■ **Instructions to follow**
Can you convert every line of the items below into a Markdown table with the columns "Row" and "Text", numbering the rows, omitting blank lines, and leaving out the pictures?

Stored rows start

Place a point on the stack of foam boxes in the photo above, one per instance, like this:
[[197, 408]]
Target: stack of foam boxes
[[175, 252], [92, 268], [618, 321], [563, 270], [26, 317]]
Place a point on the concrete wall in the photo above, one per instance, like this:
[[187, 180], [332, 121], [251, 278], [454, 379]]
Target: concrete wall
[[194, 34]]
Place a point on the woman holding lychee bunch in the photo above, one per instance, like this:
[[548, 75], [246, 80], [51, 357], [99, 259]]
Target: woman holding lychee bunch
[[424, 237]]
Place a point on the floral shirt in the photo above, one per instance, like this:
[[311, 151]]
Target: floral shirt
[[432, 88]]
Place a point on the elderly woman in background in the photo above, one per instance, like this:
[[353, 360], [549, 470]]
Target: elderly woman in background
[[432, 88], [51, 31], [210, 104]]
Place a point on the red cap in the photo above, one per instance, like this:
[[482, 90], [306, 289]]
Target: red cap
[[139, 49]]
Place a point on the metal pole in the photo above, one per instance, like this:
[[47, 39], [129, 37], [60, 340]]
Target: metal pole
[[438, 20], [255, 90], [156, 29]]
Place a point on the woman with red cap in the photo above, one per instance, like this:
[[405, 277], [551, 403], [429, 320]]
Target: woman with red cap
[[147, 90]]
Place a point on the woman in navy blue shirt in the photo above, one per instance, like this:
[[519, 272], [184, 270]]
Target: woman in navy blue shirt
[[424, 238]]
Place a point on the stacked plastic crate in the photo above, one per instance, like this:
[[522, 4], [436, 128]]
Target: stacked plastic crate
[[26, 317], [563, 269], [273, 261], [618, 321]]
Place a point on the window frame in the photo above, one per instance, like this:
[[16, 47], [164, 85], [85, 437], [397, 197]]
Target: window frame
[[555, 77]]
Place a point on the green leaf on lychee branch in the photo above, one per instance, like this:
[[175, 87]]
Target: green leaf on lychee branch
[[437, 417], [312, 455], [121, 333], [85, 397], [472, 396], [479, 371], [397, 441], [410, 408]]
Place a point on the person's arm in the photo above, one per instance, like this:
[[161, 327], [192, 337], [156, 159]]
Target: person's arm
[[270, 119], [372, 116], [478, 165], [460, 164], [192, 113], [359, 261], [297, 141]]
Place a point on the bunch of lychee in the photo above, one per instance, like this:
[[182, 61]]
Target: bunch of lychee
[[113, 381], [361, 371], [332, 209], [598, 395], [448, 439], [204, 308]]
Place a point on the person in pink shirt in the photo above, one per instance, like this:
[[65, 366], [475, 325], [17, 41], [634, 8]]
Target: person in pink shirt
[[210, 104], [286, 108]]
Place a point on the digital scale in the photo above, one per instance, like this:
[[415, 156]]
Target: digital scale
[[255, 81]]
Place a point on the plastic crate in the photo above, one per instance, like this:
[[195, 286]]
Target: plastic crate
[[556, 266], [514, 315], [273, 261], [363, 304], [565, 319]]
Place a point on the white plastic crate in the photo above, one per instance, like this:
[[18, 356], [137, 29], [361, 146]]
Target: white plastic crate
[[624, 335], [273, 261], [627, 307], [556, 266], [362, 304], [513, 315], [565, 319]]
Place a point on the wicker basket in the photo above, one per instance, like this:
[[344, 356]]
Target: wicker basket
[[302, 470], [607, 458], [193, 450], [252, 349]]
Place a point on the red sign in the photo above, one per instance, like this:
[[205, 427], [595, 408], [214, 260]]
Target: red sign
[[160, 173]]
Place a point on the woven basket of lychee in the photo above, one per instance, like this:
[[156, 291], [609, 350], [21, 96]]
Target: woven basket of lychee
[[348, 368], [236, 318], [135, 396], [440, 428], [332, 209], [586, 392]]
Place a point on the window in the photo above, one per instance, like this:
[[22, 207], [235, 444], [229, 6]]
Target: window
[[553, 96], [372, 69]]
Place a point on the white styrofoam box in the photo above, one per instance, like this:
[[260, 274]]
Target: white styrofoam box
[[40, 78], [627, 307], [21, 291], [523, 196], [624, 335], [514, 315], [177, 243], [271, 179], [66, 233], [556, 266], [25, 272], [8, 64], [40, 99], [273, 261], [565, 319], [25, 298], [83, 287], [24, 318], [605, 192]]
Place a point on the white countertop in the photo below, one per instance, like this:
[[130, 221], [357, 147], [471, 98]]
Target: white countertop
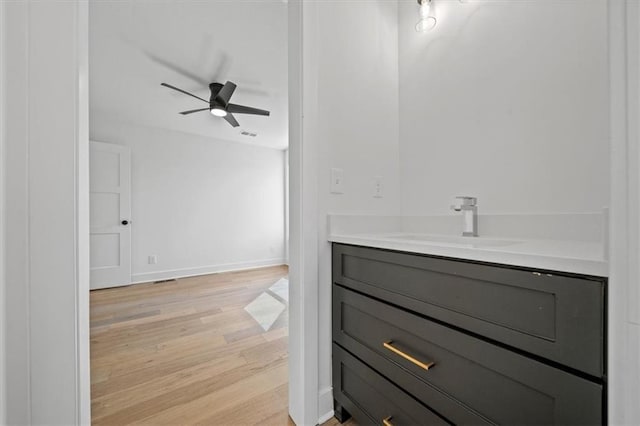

Stored rows end

■ **Output for this task**
| Row | Text |
|---|---|
| 1 | Place a point on the stack of foam boxes in the photo above, one per instance, like this: |
| 2 | [[197, 408]] |
| 3 | Target: stack of foam boxes |
| 4 | [[175, 252], [92, 268], [618, 321], [563, 270], [26, 317]] |
| 5 | Place a point on the concrete wall in the photo above, one per instance, like this: |
| 6 | [[187, 180], [332, 121], [251, 278], [454, 379]] |
| 7 | Target: concrete wall |
| 8 | [[194, 34]] |
| 9 | Place a point on the woman holding lychee bunch in the photo above, one per instance, like this: |
| 10 | [[548, 75], [246, 80], [51, 357], [99, 259]] |
| 11 | Target: woman holding lychee bunch |
| 12 | [[424, 237]] |
| 13 | Place a point on the floral shirt in the photo above, one per instance, like this: |
| 14 | [[311, 151]] |
| 15 | Target: floral shirt |
| 16 | [[432, 88]] |
| 17 | Place a point on the elderly woman in background in the photo above, one per instance, like this: |
| 18 | [[353, 360], [549, 470]] |
| 19 | Target: elderly woman in background |
| 20 | [[432, 88], [51, 31], [210, 104]] |
| 21 | Place a point on the red cap in the photo above, one per instance, like this: |
| 22 | [[482, 90], [306, 289]] |
| 23 | Target: red cap |
| 24 | [[139, 49]] |
| 25 | Place a point on the metal pole in the photo above, one per instance, like this: |
| 26 | [[47, 39], [129, 37], [60, 340]] |
| 27 | Target: metal pole |
| 28 | [[438, 20], [255, 90], [156, 29]] |
| 29 | Place a point on the woman with red cap in the photo above, one per instance, like this: |
| 30 | [[405, 277], [551, 403], [429, 320]] |
| 31 | Target: woman with red cap |
| 32 | [[147, 90]] |
| 33 | Place a point on the woman in navy blue shirt in the photo above, one per instance, like this: |
| 34 | [[519, 272], [184, 270]] |
| 35 | Target: woman in navy blue shirt |
| 36 | [[424, 238]] |
| 37 | Place a point on the stacked plastic crate in the photo above, one per instance, like this: |
| 38 | [[522, 4], [436, 128]] |
| 39 | Target: stacked plastic crate |
| 40 | [[26, 317], [563, 269], [273, 261], [618, 321]] |
| 41 | Place a point on the window frame in the photo above, one per instance, like this: |
| 42 | [[16, 47], [164, 85], [85, 437], [397, 197]] |
| 43 | Target: window frame |
| 44 | [[555, 77]] |
| 45 | Place a point on the green leaf on lychee branch in the photo above, one per instance, like this: |
| 46 | [[175, 87]] |
| 47 | Target: green leaf on lychee branch |
| 48 | [[437, 417], [312, 455], [121, 333], [85, 397], [472, 396], [479, 371], [397, 441], [410, 408]] |
| 49 | Place a point on the person's arm in the photo above, one per instance, like this: |
| 50 | [[161, 327], [192, 337], [156, 159]] |
| 51 | Target: person's arm |
| 52 | [[270, 119], [372, 116], [478, 165], [460, 164], [192, 113], [359, 261], [297, 141]] |
| 53 | Place a point on the bunch of lychee in the photo above, one per instance, like this: |
| 54 | [[182, 61]] |
| 55 | Target: bunch of lychee |
| 56 | [[113, 381], [361, 371], [332, 209], [598, 395], [448, 439], [204, 308]] |
| 57 | Place a point on the person in pink shirt in the photo above, one per instance, like this: |
| 58 | [[65, 366], [475, 325], [17, 41], [634, 8]] |
| 59 | Target: person in pink shirt |
| 60 | [[210, 104], [286, 108]] |
| 61 | Place a point on the digital scale in the photo above, one per instance, like this: |
| 62 | [[415, 156]] |
| 63 | Target: digital scale |
| 64 | [[255, 81]] |
| 65 | Place a point on the plastic crate in the photo above, one per instance, like this: |
| 66 | [[195, 286]] |
| 67 | Target: plastic crate |
| 68 | [[556, 266], [514, 315], [273, 261], [363, 304], [565, 319]] |
| 69 | Place a point on the white plastic crate in the photo above, one per instance, like this: |
| 70 | [[18, 356], [137, 29], [361, 146]] |
| 71 | Target: white plastic crate |
| 72 | [[624, 335], [273, 261], [627, 307], [556, 266], [362, 304], [513, 315], [565, 319]] |
| 73 | Place a point on the wicker basket in the photo above, one per instance, like this: |
| 74 | [[344, 356]] |
| 75 | Target: wicker basket |
| 76 | [[302, 470], [607, 458], [193, 450], [252, 349]] |
| 77 | Place a point on the red sign in the photo above, one per instance, like this: |
| 78 | [[205, 427], [595, 408], [214, 260]] |
| 79 | Target: red sign |
| 80 | [[160, 173]] |
| 81 | Place a point on the woven basket of lychee in the photo above, one per instance, like this: |
| 82 | [[156, 291], [609, 350], [21, 96]] |
| 83 | Target: woven basket of lychee |
| 84 | [[348, 368], [236, 318], [135, 396], [440, 428], [332, 209], [586, 392]] |
| 85 | Place a point on the window in the photo above, one per instance, like this: |
| 86 | [[22, 207], [235, 444], [229, 6]] |
| 87 | Target: window |
| 88 | [[553, 96], [372, 69]] |
| 89 | Place a point on the white styrofoam box in the photo above, one per instance, like this: |
| 90 | [[260, 274]] |
| 91 | Target: white styrofoam box |
| 92 | [[40, 78], [627, 307], [21, 291], [523, 196], [624, 335], [514, 315], [177, 243], [271, 179], [66, 233], [556, 266], [25, 272], [8, 64], [40, 99], [273, 261], [565, 319], [25, 298], [83, 287], [24, 318], [605, 192]] |
| 93 | Place a point on the white countertop in the photo below, one per instance, like this: |
| 94 | [[130, 221], [357, 147], [471, 98]] |
| 95 | Target: white countertop |